The best-performing unit was performance plastics, where earnings climbed 32 percent on higher pricing. Profit at the coatings unit rose 15 percent, the first year-over-year gain in five quarters, as prices and sales volumes improved.

The company agreed on Oct. 11 to sell its polypropylene licensing and catalyst unit to W.R. Grace & Co. for $500 million as part of its March plan to divest $1.5 billion of underperforming assets by the second half of 2014.

 

Targeted Assets

 

Liveris said he now plans to divest $3 billion to $4 billion of units within two years, and many of the newly targeted assets use chlorine as a raw material. Dow is the world’s largest chlorine producer and Liveris said he plans to retain capacity to supply raw materials for plastics packaging, crop chemicals and other higher-margin products.

"A different owner is better positioned to extract maximum value long-term from portions of our chlorine and derivatives assets such as epoxy resins, chlorinated organics, and the vinyls chain," Liveris said on the call with analysts.

Cash from the sales should allow Dow to boost its dividend and increase share repurchases, UBS’s Roberts said.

Dow plans to cut $100 million of costs from the epoxy unit, where margins have compressed because of excess capacity in China, even as it pursues a "near term" sale or joint venture for the business, Liveris said. Costs in the polyurethanes unit, which the company plans to retain, will be cut by a similar amount, he said.

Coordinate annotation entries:
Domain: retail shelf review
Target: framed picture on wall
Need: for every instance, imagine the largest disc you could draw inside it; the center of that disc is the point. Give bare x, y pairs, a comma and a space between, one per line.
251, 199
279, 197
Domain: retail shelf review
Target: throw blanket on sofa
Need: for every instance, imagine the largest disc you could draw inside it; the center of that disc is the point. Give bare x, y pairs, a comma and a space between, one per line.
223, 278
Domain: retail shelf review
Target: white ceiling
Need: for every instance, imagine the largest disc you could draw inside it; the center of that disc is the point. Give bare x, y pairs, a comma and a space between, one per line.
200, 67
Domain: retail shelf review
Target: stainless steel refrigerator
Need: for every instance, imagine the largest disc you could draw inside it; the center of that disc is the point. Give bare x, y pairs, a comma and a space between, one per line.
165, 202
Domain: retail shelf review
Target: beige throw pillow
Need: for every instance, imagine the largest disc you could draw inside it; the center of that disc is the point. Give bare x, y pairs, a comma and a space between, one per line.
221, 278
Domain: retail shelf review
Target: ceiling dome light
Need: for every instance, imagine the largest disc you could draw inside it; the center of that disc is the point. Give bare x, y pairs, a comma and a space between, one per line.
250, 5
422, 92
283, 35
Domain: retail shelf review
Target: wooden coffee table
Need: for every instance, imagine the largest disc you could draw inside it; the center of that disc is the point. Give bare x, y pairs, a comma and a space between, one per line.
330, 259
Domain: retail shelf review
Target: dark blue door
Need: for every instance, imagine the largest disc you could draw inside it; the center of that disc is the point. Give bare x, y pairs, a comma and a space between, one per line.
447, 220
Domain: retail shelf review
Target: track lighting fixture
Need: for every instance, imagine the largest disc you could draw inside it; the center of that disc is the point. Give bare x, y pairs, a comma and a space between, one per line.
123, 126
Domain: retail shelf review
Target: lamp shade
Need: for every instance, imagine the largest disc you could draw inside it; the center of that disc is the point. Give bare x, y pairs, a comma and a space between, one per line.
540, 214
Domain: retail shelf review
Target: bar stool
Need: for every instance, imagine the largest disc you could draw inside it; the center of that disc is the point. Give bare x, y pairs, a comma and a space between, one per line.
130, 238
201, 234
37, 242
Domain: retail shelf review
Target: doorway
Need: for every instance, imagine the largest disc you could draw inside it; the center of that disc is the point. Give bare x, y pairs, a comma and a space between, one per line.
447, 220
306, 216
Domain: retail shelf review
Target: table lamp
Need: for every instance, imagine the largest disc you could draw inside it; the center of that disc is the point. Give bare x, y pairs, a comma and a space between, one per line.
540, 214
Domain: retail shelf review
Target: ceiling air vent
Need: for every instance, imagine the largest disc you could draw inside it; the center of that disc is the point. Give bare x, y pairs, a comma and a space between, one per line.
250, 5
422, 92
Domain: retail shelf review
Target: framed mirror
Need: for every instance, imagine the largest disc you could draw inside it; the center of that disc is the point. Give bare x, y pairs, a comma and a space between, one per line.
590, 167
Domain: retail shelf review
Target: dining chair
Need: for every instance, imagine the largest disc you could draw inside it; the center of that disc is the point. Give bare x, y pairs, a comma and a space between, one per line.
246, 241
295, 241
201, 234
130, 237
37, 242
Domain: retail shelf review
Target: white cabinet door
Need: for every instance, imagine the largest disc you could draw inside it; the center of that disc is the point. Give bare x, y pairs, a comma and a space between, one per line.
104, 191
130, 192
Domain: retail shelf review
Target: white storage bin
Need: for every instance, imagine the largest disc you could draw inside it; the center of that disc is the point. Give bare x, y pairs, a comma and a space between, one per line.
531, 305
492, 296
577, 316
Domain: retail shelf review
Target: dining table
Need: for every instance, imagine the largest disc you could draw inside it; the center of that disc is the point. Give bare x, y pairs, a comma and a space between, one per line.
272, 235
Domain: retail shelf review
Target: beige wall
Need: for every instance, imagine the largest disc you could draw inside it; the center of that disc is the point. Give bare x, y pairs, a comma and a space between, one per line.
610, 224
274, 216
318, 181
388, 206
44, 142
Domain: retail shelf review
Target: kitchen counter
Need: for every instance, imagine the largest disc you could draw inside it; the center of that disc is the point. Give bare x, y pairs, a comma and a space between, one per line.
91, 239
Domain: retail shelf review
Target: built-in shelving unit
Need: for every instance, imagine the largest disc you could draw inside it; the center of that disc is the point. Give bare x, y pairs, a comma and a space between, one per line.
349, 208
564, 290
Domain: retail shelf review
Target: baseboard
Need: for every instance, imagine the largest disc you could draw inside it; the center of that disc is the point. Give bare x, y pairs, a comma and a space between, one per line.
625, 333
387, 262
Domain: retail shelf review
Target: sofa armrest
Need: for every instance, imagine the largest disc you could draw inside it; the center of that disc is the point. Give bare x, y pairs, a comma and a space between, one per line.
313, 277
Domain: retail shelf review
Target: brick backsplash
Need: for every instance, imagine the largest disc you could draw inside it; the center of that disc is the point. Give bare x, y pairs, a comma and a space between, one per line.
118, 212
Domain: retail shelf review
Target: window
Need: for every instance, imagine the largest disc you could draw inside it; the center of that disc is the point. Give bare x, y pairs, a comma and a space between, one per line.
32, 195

Instructions »
A: Write out the passage from the article on Dow's asset sales word for word, starting at "Liveris said he now" and ending at "other higher-margin products.".
B: In the article on Dow's asset sales, what price did W.R. Grace & Co. agree to pay for the polypropylene licensing and catalyst unit?

Solutions below »
A:
Liveris said he now plans to divest $3 billion to $4 billion of units within two years, and many of the newly targeted assets use chlorine as a raw material. Dow is the world’s largest chlorine producer and Liveris said he plans to retain capacity to supply raw materials for plastics packaging, crop chemicals and other higher-margin products.

B: $500 million